BEGIN Extracted material

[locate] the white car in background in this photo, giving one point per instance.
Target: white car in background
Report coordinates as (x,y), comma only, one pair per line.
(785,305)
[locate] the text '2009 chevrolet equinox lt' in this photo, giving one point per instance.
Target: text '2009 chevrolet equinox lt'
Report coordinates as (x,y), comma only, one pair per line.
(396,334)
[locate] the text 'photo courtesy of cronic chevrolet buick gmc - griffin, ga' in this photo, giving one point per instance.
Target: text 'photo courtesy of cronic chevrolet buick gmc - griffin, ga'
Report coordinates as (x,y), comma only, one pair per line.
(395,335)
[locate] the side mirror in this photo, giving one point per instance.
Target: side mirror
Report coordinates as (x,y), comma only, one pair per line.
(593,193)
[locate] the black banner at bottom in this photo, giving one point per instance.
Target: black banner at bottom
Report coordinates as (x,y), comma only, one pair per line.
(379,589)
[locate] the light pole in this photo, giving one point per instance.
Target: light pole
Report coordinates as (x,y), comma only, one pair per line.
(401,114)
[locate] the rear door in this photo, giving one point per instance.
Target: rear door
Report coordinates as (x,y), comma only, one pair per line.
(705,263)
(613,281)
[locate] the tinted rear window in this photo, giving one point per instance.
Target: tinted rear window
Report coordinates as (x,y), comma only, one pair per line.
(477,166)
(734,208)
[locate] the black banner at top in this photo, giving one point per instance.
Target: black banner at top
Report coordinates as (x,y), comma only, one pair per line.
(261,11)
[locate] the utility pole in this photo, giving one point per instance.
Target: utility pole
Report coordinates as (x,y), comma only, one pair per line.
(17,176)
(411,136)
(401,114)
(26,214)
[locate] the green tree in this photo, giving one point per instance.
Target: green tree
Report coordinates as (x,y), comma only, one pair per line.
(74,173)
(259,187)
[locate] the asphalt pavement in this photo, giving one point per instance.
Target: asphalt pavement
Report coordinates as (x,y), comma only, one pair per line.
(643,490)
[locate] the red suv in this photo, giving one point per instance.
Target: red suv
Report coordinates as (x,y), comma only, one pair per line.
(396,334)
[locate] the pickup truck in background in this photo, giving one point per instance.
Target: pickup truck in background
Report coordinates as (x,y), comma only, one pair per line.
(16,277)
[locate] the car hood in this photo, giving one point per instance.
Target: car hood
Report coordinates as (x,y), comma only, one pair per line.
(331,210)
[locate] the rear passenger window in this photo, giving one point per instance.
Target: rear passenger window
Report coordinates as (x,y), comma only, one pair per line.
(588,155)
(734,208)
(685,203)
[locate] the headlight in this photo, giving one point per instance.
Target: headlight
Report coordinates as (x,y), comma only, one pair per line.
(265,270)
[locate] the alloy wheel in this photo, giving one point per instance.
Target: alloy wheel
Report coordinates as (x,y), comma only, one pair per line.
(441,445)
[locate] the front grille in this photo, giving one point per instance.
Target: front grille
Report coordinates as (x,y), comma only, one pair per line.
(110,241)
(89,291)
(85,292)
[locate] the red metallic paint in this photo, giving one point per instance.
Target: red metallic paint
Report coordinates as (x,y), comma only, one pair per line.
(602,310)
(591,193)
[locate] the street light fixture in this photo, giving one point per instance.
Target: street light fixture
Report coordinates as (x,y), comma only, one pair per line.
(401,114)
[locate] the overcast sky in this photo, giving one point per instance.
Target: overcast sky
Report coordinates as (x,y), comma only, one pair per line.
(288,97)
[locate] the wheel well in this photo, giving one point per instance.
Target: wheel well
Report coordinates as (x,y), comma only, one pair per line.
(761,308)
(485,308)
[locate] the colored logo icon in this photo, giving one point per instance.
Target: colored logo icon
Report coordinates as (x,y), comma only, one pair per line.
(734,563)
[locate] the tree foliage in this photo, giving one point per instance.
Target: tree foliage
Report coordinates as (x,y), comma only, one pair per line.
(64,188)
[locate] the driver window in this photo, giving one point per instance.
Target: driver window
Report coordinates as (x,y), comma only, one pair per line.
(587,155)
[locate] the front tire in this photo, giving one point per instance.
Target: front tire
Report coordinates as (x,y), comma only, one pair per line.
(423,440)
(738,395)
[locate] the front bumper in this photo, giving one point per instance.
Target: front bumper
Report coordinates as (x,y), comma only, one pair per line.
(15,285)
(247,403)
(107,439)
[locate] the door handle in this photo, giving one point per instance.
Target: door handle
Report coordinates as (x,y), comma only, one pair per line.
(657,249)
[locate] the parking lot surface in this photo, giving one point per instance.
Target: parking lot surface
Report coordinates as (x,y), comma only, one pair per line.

END Extracted material

• Short task
Starting with the line that contains "[locate] the door" and going on through the end of the entries, write those lines out again, requests included, with each answer coordinate multiplied by 1.75 and rounded to a whole number, halves rounded up. Give only these lines.

• Answer in full
[locate] the door handle in this photo, giving one point per instance.
Target: door handle
Report coordinates as (x,y), comma only, one pair per line.
(1150,436)
[locate] the parking lot surface in this photo, giving one point per instance.
Target: parking lot surface
Report coordinates as (x,y), comma only, one pair per line.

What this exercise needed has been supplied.